##### ANGEZEIGTER TEXT #####

23/04 Exekutionsordnung
40/01 Verwaltungsverfahren
66/01 Allgemeines Sozialversicherungsgesetz

Norm

ASVG §105
EO §290b
EO §291a
VStG §54b Abs2
VStG §54b Abs3

Betreff

Der Verwaltungsgerichtshof hat durch den Vorsitzenden Senatspräsident Dr. Handstanger und die Hofräte Dr. Mayr sowie Mag. Brandl als Richter, unter Mitwirkung der Schriftführerin Klima, LL.M., über die Revision der I E in W, vertreten durch Dr. Peter Wagner, Rechtsanwalt in 1150 Wien, Hütteldorfer Straße 35/5, gegen das Erkenntnis des Verwaltungsgerichts Wien vom 5. Juli 2019, Zl. VGW-001/032/5212/2019-6, betreffend einen Antrag nach § 54b VStG (belangte Behörde vor dem Verwaltungsgericht: Magistrat der Stadt Wien), den Beschluss gefasst:

Spruch

Die Revision wird zurückgewiesen.

Die Revisionswerberin hat dem Bund Aufwendungen in der Höhe von € 553,20 binnen 14 Tagen bei sonstiger Exekution zu ersetzen.

#####

* **AUFGABE 1**
Filtere aus den Einträgen jede Zeile heraus, die das Wort „point“ enthält, und gib diese Zeilen unverändert wieder.
Die Einträge stehen in keinem Zusammenhang mit dem Text.

##### ZU BEARBEITENDE EINTRÄGE #####

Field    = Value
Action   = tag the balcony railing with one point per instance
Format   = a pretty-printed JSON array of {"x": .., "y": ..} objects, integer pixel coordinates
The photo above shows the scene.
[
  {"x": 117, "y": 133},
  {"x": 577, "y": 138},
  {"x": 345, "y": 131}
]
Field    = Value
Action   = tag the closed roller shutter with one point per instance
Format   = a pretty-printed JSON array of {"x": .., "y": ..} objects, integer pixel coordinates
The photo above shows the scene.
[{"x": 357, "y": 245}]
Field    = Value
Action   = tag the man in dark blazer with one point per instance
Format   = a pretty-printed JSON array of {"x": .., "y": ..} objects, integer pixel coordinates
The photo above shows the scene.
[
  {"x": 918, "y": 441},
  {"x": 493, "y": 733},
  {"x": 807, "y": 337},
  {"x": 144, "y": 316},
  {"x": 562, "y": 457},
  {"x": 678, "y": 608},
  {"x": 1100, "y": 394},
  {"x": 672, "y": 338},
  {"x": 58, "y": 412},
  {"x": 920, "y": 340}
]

#####
##### ZU BEARBEITENDE EINTRÄGE #####

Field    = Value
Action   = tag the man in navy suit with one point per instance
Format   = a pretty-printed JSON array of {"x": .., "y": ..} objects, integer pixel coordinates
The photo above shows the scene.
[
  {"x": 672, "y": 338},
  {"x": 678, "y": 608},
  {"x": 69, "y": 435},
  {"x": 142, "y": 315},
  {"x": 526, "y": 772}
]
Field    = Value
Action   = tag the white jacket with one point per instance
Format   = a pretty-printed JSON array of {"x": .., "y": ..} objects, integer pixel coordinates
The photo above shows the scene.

#####

* **AUFGABE 2**
Beantworte anhand des Beschlusses des Verwaltungsgerichtshofs die folgenden Fragen:
(a) Wie lautet die Entscheidung im Spruch?
(b) Welchen Betrag muss die Revisionswerberin dem Bund ersetzen, und innerhalb welcher Frist?
(c) Von welchem Datum ist das Erkenntnis des Verwaltungsgerichts Wien, gegen das sich die Revision richtet?

* **VOLLSTÄNDIGE ANTWORT 1**
Action   = tag the balcony railing with one point per instance
Action   = tag the closed roller shutter with one point per instance
Action   = tag the man in dark blazer with one point per instance
Action   = tag the man in navy suit with one point per instance
Action   = tag the white jacket with one point per instance

* **VOLLSTÄNDIGE ANTWORT 2**
(a) Die Revision wird zurückgewiesen.
(b) € 553,20, binnen 14 Tagen.
(c) Vom 5. Juli 2019.